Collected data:

- Opening Delimiter -

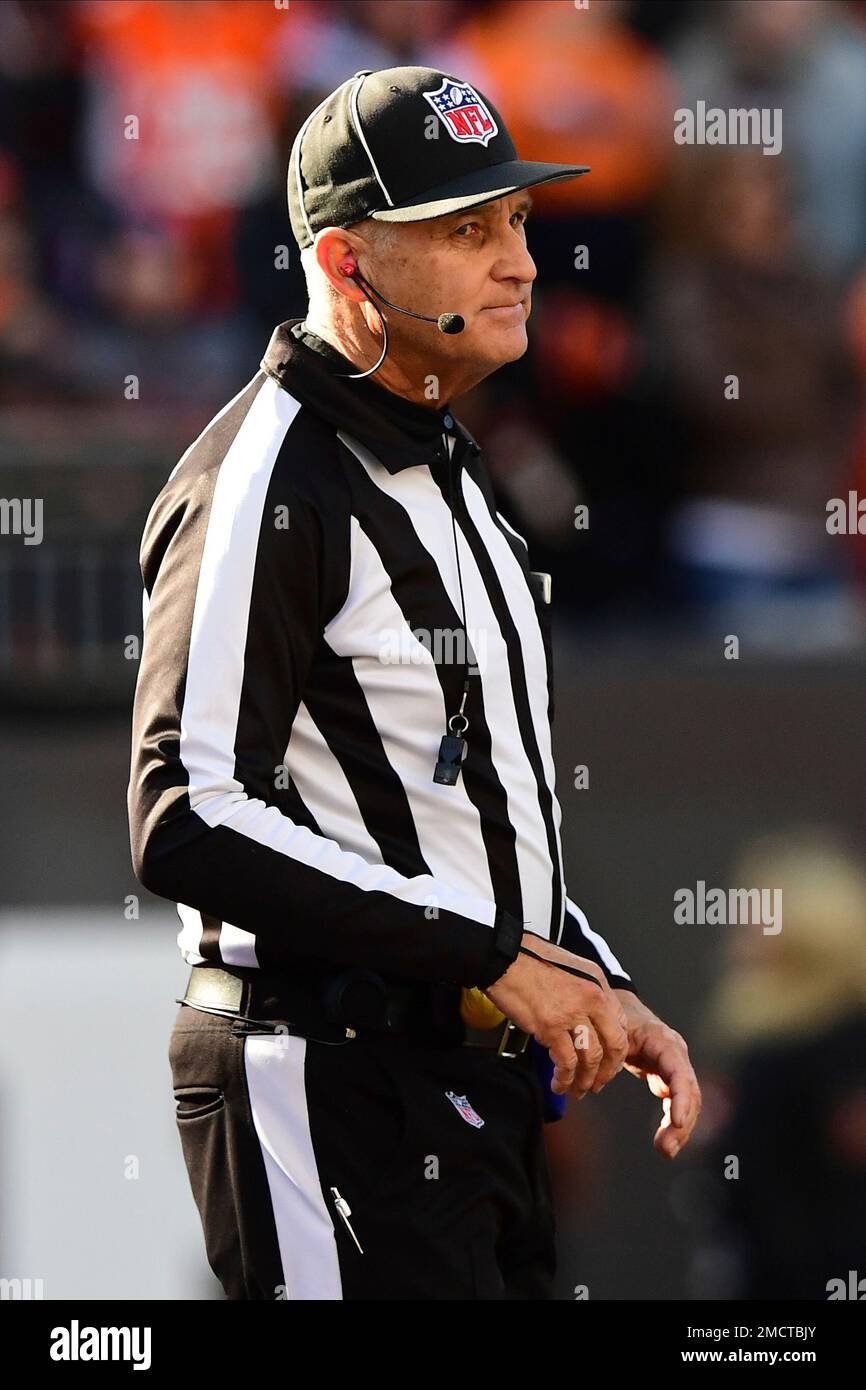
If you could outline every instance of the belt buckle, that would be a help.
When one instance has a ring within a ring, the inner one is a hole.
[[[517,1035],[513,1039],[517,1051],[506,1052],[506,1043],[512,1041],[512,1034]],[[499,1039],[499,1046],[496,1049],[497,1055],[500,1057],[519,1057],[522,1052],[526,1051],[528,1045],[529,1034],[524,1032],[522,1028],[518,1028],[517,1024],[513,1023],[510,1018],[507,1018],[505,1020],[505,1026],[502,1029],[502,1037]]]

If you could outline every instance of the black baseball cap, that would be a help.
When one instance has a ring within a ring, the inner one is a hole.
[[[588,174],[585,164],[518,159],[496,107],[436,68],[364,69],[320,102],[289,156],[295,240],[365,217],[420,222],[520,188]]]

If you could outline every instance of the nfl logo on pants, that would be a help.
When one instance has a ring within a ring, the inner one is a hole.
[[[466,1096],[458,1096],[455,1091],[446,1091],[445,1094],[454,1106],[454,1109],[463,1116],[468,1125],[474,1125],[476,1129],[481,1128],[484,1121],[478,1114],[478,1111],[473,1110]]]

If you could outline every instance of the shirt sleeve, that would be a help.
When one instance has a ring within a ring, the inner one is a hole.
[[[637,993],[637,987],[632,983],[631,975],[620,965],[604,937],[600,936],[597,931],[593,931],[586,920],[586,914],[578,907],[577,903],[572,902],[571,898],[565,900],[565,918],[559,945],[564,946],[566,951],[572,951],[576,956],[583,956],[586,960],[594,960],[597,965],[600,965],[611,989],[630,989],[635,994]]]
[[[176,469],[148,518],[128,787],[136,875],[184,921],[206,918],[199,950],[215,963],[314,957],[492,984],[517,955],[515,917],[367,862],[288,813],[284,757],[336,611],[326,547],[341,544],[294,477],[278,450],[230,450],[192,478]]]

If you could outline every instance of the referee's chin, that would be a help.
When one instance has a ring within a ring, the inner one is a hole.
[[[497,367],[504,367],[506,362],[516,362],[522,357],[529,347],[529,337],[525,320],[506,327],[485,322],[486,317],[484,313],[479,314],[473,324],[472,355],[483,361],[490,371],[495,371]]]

- Closing Delimiter -
- Opening Delimiter -

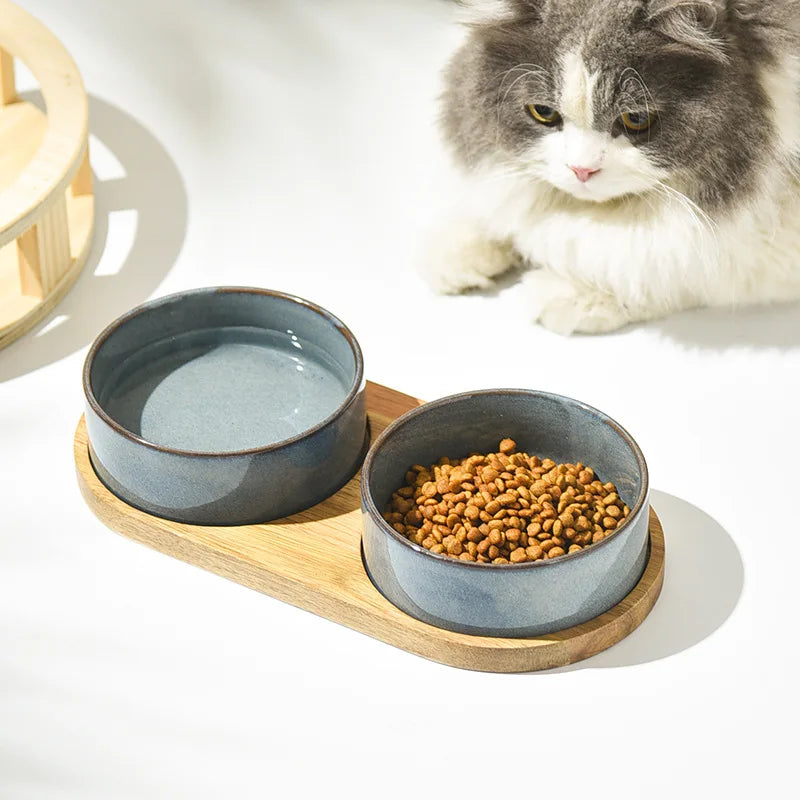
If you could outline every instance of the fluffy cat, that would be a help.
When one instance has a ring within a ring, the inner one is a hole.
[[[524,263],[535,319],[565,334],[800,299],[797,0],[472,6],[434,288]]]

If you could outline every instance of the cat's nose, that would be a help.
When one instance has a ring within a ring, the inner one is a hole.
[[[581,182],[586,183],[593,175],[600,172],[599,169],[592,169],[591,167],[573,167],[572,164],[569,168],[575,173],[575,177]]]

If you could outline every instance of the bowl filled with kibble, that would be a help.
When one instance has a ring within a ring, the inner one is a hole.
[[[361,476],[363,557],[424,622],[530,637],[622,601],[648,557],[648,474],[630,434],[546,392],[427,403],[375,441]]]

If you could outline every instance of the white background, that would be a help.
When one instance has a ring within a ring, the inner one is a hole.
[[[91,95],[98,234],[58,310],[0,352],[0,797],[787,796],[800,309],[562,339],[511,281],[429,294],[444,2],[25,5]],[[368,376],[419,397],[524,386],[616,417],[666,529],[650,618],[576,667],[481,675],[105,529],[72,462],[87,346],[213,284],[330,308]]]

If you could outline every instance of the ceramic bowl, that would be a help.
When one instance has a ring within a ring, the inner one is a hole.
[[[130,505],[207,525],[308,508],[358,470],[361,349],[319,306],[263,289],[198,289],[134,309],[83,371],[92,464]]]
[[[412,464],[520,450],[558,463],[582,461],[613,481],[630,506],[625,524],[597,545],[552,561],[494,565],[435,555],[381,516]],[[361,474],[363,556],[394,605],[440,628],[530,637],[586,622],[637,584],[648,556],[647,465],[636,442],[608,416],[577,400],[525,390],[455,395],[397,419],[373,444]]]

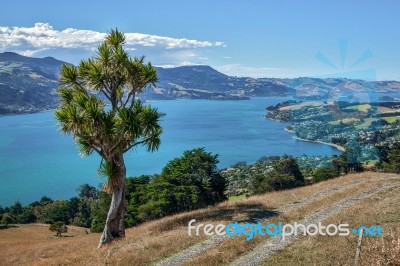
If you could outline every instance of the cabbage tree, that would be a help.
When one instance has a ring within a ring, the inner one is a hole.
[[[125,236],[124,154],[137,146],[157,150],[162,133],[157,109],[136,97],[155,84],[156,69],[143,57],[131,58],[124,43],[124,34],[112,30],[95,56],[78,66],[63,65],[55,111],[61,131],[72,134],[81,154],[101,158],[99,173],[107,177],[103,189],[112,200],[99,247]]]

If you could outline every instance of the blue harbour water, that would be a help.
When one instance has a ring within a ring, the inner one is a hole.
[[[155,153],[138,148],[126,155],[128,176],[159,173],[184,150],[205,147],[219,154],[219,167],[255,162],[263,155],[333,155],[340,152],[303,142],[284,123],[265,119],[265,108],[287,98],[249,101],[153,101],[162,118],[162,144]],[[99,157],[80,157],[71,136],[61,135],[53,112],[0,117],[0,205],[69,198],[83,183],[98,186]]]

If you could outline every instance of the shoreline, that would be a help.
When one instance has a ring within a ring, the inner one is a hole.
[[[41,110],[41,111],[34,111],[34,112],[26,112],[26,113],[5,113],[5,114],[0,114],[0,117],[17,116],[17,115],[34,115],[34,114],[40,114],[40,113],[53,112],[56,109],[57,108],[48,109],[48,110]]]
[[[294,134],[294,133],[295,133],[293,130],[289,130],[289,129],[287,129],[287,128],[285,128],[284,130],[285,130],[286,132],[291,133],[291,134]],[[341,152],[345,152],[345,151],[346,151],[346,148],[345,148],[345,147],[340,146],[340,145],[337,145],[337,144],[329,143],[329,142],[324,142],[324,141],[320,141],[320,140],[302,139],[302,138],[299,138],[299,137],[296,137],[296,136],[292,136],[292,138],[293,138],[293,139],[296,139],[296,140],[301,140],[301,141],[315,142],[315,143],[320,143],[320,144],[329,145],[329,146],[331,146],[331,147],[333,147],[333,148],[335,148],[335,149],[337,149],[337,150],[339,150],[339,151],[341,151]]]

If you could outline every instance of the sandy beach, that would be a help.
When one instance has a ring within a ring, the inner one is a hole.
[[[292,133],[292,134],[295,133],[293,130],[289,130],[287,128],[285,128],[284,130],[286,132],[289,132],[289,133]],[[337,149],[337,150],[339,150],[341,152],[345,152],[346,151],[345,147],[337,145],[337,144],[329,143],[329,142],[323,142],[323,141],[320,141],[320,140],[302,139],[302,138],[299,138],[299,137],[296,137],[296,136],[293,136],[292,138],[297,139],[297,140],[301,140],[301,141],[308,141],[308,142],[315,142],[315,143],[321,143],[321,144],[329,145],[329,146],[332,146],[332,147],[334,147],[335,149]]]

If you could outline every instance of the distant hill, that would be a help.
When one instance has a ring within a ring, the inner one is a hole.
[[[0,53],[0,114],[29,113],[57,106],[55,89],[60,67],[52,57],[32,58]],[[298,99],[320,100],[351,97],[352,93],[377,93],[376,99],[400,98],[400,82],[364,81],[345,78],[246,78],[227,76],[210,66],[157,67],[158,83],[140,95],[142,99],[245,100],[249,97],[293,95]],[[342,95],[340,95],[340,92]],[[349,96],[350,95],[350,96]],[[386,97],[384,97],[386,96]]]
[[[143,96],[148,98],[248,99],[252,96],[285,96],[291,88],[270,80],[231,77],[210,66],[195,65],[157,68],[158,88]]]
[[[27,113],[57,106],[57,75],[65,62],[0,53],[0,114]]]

- Closing Delimiter -

WORK INSTRUCTION:
Give back precisely the lines above that start at the line containing "If you could outline every instance of the cabbage" and end at the line containing "If you could outline every instance of the blue", inclusive. No other lines belong in the output.

ANSWER TO THIS EXERCISE:
If you could outline every instance of the cabbage tree, that would be a help.
When one instance has a ring within a ring, the inner one is a hole.
[[[125,236],[124,154],[137,146],[157,150],[162,133],[157,109],[136,97],[155,84],[156,69],[143,57],[131,58],[124,43],[124,34],[112,30],[95,56],[78,66],[63,65],[55,111],[61,131],[72,134],[81,154],[101,158],[99,173],[107,177],[103,189],[112,200],[99,247]]]

If you could outline every instance of the blue harbour water, that would be a help.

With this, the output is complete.